It was 4 years ago today that we sat in a hospital waiting room.  We were parents of a cancer patient. A 9 month old cancer patient. Jackson. I can remember it like it was just yesterday. We sat with our parents and my older brother Ryan.  We waited for the nurse to come out and tell us about Jackson’s surgery and if they were able to remove the mass. As Seth and I laid in bed last week one evening we were remembering the day we were told that Jackson had cancer. As we talked I felt my chest tighten and a flood of emotions come back.   The emotions are as real today as they were then.

_INFORMATION SHOWN_

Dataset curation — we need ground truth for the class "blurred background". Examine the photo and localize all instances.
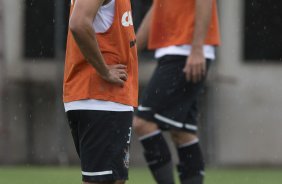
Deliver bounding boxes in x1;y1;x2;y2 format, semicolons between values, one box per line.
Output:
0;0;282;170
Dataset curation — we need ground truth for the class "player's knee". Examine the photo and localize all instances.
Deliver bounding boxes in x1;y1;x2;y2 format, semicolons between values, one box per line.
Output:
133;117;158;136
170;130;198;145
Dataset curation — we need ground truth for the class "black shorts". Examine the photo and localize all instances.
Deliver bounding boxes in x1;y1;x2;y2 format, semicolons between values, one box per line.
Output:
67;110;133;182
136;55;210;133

...

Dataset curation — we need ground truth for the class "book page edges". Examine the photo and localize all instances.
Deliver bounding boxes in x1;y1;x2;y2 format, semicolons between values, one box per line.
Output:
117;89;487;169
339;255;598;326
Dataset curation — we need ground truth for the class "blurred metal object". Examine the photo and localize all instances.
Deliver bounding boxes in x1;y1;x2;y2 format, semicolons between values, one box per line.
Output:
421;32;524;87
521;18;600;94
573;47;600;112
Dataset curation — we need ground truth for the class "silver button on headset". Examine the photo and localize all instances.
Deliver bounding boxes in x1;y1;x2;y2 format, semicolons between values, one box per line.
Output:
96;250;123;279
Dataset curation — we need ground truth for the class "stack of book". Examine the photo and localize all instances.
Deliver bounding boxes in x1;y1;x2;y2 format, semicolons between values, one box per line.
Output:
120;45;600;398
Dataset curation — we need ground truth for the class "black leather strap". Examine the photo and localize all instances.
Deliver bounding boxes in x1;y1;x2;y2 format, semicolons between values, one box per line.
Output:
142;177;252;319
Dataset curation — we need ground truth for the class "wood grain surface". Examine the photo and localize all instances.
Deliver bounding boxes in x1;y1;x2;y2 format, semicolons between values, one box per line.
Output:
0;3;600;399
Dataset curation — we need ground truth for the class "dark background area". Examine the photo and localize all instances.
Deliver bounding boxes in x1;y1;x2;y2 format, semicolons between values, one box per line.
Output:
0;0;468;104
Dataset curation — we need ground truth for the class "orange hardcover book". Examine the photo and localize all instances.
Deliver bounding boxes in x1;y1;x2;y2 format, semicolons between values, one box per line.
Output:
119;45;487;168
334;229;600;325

==

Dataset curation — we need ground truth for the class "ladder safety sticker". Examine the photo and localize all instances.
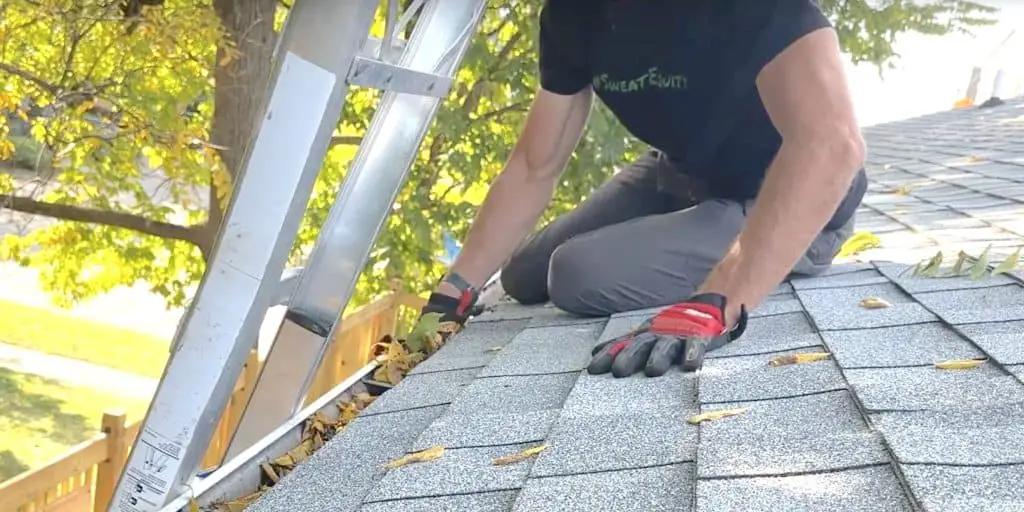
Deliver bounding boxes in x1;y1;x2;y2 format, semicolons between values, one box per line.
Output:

_WHAT YOU NEED TO DO_
**1.** Change "hospital waiting room" to "surgery waiting room" in the post about Jackson's cancer, giving the passage again starting at "It was 4 years" and ending at "they were then.".
**2.** In the post about Jackson's cancer, why were the writer and family sitting in the hospital waiting room?
**3.** Please pick up the post about Jackson's cancer after its last sentence and carry it on.
The records are drawn from a separate source.

_WRITTEN ANSWERS_
**1.**
It was 4 years ago today that we sat in a surgery waiting room.  We were parents of a cancer patient. A 9 month old cancer patient. Jackson. I can remember it like it was just yesterday. We sat with our parents and my older brother Ryan.  We waited for the nurse to come out and tell us about Jackson’s surgery and if they were able to remove the mass. As Seth and I laid in bed last week one evening we were remembering the day we were told that Jackson had cancer. As we talked I felt my chest tighten and a flood of emotions come back.   The emotions are as real today as they were then.

**2.** They were waiting for the nurse to come out and tell them about Jackson's surgery and whether the mass had been removed.

**3.**
Many of you know our story. How Jackson was diagnosed with Rhabdomyosarcoma, by not one oncologist but many from the top hospitals in the US. We were told he wouldn’t likely make it through the year, would have radiation that would eliminate his ability to have children and that if he did survive he would possibly have his leg amputated or very limited use of the affected leg. We blogged on here begging the world to pray. And you did. Every corner of the globe was praying for Jackson by name. And God chose to answer your prayers. I say your prayers because I distinctly remember my inability to pray clear prayers during those days. We were experiencing such shock and had to just pull it together to get to doctors appointments and keep life normal for our baby.  After a longer than expected surgery, the surgeon herself came out of the OR flabbergasted that there was no longer evidence of the mass. She opened his leg and found a mass of blood vessels remaining. His muscles were set to heal properly leaving no long term damage and he was set for recovery.

Today Jackson is an almost 5 year old ball of energy. He is smart as a whip and keeps us on our toes. He starts kindergarten in the Fall and loves life! At times his scar seems so much a part of him that I forget. And other days it catches my breath as I remember where we have been. Today we celebrate Jackson’s life. It isn’t his birthday but it’s a very special day when we look at his scar, stop and celebrate life! Tonight we will have his favorite meal, thai food! (although he tells me his Nama makes the best, mine will have to do tonight!)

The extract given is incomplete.